## TEXTE SOURCE
————————

L’Europe, née de la Grèce, de la philosophie grecque avant tout, mais aussi du christianisme — et du judaïsme dont il est le prolongement —, avait attaché son identité (son destin) à la position objective de l’identité vraie dans laquelle tous les hommes doivent se rassembler. C’est-à-dire de la justice rationnellement déterminée. L’Europe aurait découvert qu’une telle identité se posant elle-même n’est pas ce qui promeut la justice et la paix, mais ce qui, par excellence, installe l’injustice et la guerre. Elle aurait dû finalement renoncer à sa visée originelle. Telle est la situation bien connue dont est parti Jean-François Mattéi. Il a, face à cette constatation désabusée, appelé au contraire l’Europe à être fidèle à sa vocation d’universalité ; et il a réaffirmé lui-même l’identité. Il savait que, ce faisant, il « s’attirait les foudres » des penseurs contemporains attachés à l’altérité. Il l’a fait avec un courage exemplaire. C’est cette entreprise que je voudrais évoquer ici à grands traits. En en montrant l’originalité et la portée. Et en indiquant les questions qui, pourraient, à partir de là, être posées.

————————

## ÉNONCÉ 1
Condensez le paragraphe du texte source qui commence par « L’Europe, née de la Grèce » en une version plus courte qui garde ses faits essentiels.

————————

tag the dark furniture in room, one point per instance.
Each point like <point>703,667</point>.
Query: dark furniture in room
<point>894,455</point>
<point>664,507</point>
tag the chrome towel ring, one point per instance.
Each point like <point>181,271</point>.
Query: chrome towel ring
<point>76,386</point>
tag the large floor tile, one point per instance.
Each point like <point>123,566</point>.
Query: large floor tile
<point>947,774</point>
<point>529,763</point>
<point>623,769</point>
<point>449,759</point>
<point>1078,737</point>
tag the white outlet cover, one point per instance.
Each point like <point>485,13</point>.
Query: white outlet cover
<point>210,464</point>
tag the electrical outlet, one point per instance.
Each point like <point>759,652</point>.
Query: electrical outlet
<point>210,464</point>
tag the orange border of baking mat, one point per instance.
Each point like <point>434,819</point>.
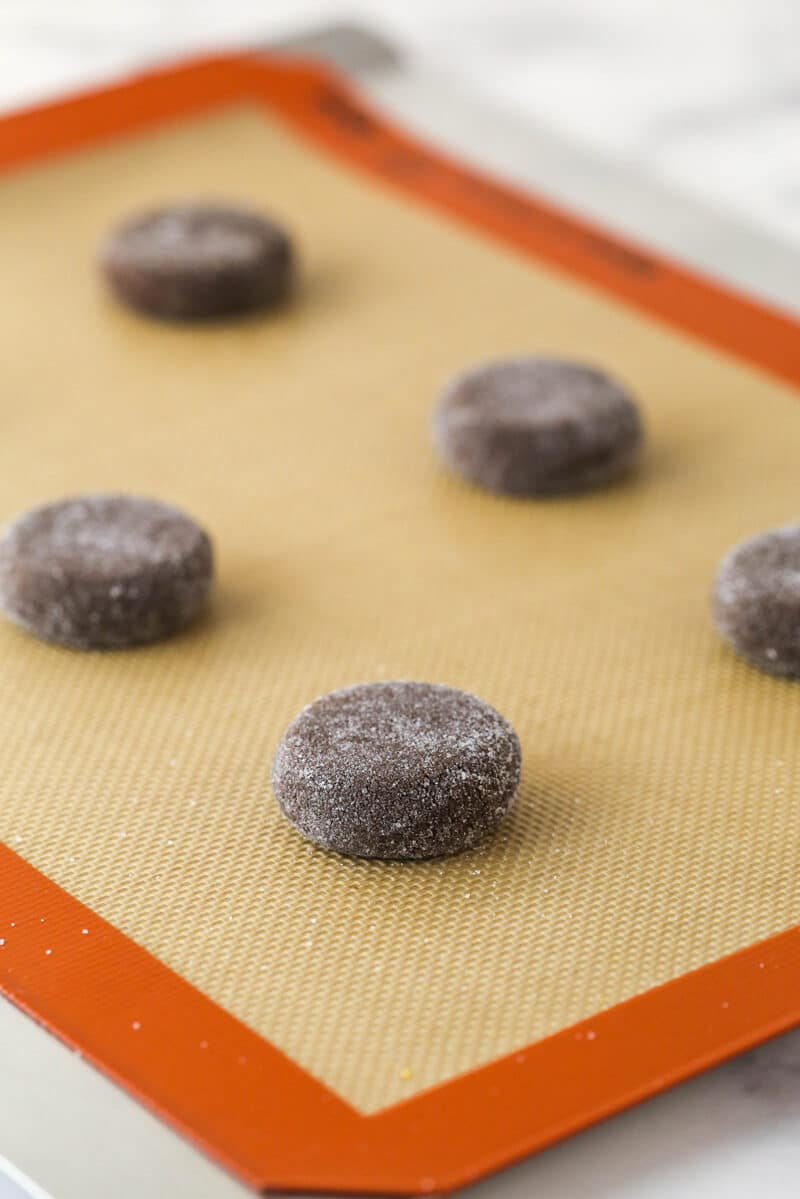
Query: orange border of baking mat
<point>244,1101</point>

————————

## ÉNONCÉ 2
Recopiez sans modification les lignes des enregistrements allant de leur toute première ligne jusqu’à la ligne contenant « <point>664,507</point> », celle-ci comprise.

## RÉPONSE ATTENDUE 1
Issue de la philosophie grecque, du christianisme et du judaïsme, l’Europe a lié son identité à une identité vraie et objective où tous les hommes doivent se rassembler, c’est-à-dire à une justice déterminée par la raison. Elle aurait ensuite découvert qu’une telle identité installe l’injustice et la guerre plutôt que la justice et la paix, et aurait dû renoncer à sa visée originelle. Partant de ce constat, Jean-François Mattéi a au contraire appelé l’Europe à rester fidèle à sa vocation d’universalité et a réaffirmé l’identité. Il l’a fait avec courage, en sachant qu’il s’attirerait les foudres des penseurs contemporains attachés à l’altérité. Le texte se propose d’évoquer cette entreprise, d’en montrer l’originalité et la portée, et d’indiquer les questions qu’elle permet de poser.

## RÉPONSE ATTENDUE 2
tag the dark furniture in room, one point per instance.
Each point like <point>703,667</point>.
Query: dark furniture in room
<point>894,455</point>
<point>664,507</point>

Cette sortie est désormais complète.